# Data listing
_ _ _ _

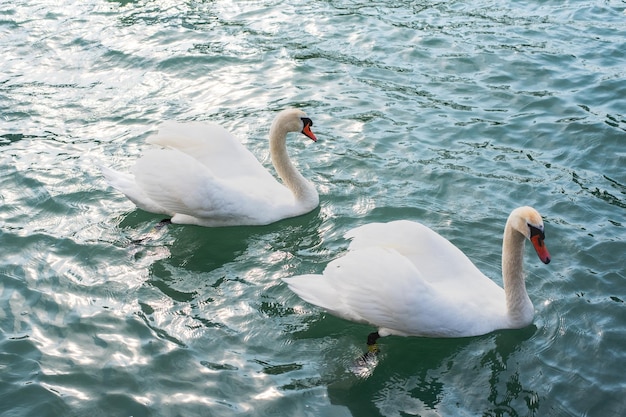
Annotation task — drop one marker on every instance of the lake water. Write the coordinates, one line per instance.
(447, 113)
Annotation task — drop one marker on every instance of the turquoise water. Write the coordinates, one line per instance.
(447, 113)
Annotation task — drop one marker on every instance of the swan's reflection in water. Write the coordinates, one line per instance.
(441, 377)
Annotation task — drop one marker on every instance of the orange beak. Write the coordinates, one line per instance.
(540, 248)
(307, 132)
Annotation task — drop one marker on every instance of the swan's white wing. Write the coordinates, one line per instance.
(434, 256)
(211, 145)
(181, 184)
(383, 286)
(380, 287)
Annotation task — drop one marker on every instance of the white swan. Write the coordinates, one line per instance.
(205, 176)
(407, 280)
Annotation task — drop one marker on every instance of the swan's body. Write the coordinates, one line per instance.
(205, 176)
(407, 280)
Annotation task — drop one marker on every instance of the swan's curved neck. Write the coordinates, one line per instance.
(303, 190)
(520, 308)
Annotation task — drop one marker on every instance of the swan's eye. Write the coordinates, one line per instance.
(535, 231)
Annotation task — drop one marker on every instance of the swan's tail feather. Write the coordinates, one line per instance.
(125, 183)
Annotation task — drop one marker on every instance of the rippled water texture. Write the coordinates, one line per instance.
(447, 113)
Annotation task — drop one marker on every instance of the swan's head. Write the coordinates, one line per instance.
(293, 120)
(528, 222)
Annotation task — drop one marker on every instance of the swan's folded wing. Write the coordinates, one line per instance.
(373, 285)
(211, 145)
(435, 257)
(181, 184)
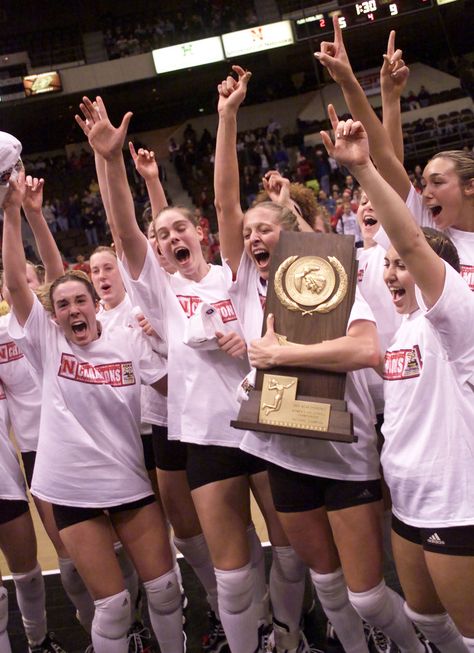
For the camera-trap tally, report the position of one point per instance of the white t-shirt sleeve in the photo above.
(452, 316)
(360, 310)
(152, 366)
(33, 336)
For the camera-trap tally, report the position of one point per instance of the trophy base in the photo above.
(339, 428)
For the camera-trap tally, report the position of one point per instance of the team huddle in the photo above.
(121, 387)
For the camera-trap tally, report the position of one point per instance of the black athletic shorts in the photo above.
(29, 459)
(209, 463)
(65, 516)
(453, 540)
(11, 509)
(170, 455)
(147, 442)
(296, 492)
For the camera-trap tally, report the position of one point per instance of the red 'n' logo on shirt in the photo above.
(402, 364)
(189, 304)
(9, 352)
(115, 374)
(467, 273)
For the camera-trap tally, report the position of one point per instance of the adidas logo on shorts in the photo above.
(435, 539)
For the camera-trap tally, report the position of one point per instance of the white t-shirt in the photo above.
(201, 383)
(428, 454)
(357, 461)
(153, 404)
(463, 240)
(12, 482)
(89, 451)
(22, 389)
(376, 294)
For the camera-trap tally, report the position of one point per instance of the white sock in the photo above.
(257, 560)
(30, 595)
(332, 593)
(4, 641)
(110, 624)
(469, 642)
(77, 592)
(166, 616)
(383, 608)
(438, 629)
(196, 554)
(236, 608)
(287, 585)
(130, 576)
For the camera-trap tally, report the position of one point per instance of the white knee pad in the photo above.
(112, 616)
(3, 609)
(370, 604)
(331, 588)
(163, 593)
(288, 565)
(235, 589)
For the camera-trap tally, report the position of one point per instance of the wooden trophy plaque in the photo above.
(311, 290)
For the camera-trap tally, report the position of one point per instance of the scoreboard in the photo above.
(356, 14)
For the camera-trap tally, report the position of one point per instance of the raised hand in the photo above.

_ _ _ _

Leave the pictures out, and print every line of the listing exactly as written.

Annotation task — drop one marker on every instance of the lake water. Write the coordinates, one line per instance.
(447, 113)
Annotation task — drop one marker on every instance of the turquoise water. Write the coordinates, one line per instance.
(447, 113)
Annotation task — drop one marker on every instance of the swan's reflection in water. Write the coordinates, one line per instance.
(441, 377)
Annotation task — drop one marker on every instance of the orange beak. Write the coordinates, one line per instance.
(540, 248)
(307, 132)
Annotation task — drop one marker on every instance of the swan's white wing. Write the coordinates, one line per instance.
(434, 256)
(211, 145)
(181, 184)
(383, 286)
(380, 287)
Annotation task — drop one marker on every instance of the white swan. Write the coordinates, one line per instance.
(205, 176)
(407, 280)
Annotation task — drop one marker on every instance of the swan's body. Write the coordinates, one line per instance.
(205, 176)
(407, 280)
Annotation task — drop one marker on every instance of the swan's curved neck. Write the coordinates, one line per instance.
(303, 190)
(520, 308)
Annotation task — drop one marker on every instance of the swan's eye. Write the coordinates, one line per instance.
(535, 231)
Annotation task — drop one marker on every instance of the swan's tail feather. Write the coordinates, one line per instance.
(125, 183)
Annotation task — drop one marker on every instance of the rippled water texture. Write the coordinates, one line per instance.
(447, 113)
Annotation task — drop one marker on every instance of the swan's head. Write the coordinates, one line per instance.
(293, 120)
(528, 222)
Annotation task — drop one marker on every instance of the swan's folded wing. Write the coordinates, one line per instance.
(373, 285)
(211, 145)
(435, 257)
(181, 184)
For the camera-trap tally, report the position of one point per instance of the white t-shirt sleeve in the photo above.
(452, 316)
(360, 310)
(152, 366)
(33, 336)
For the camera-trap tally, report the position of one point per instance of the trophy base in the photo above.
(339, 428)
For the camera-trap tally, report the position of one point per instance of the team huddle in the photo above.
(121, 387)
For the camera-trap tally, report the position of one point per instance of the black athletic shorts in the photo above.
(29, 459)
(209, 463)
(65, 516)
(453, 540)
(11, 509)
(170, 455)
(147, 442)
(296, 492)
For the camera-trap tally, report the position of one point per instance of the red 'n' logo on shirt in the photo above.
(402, 364)
(189, 304)
(9, 352)
(115, 374)
(467, 273)
For the camera-trap tally, report the position of one point per instance of the adidas logo on shorts in the photo above.
(435, 539)
For the camera-trap tally, report the position of one point per instance of the white t-shirt in the photo above.
(201, 383)
(428, 454)
(357, 461)
(153, 404)
(463, 240)
(12, 482)
(89, 451)
(22, 389)
(376, 294)
For the camera-trap tally, report the position of one point per instance of the white sock in the photo above.
(257, 560)
(30, 595)
(332, 593)
(4, 641)
(110, 624)
(469, 642)
(77, 592)
(166, 616)
(383, 608)
(438, 629)
(196, 554)
(236, 608)
(287, 585)
(130, 576)
For the camera-trap tally, report the position of one point per instance of the white knee pad in the photo above.
(112, 616)
(3, 609)
(370, 604)
(331, 588)
(163, 593)
(288, 565)
(235, 589)
For the camera-trap tally, report the position of one point per instance of the wooden trophy plaque in the photo above.
(311, 290)
For the camera-trap tally, report the position of one point per instance of the scoreboard in the photo above.
(356, 14)
For the camera-trap tally, report the position of one point per instance of the raised hand in the photo above.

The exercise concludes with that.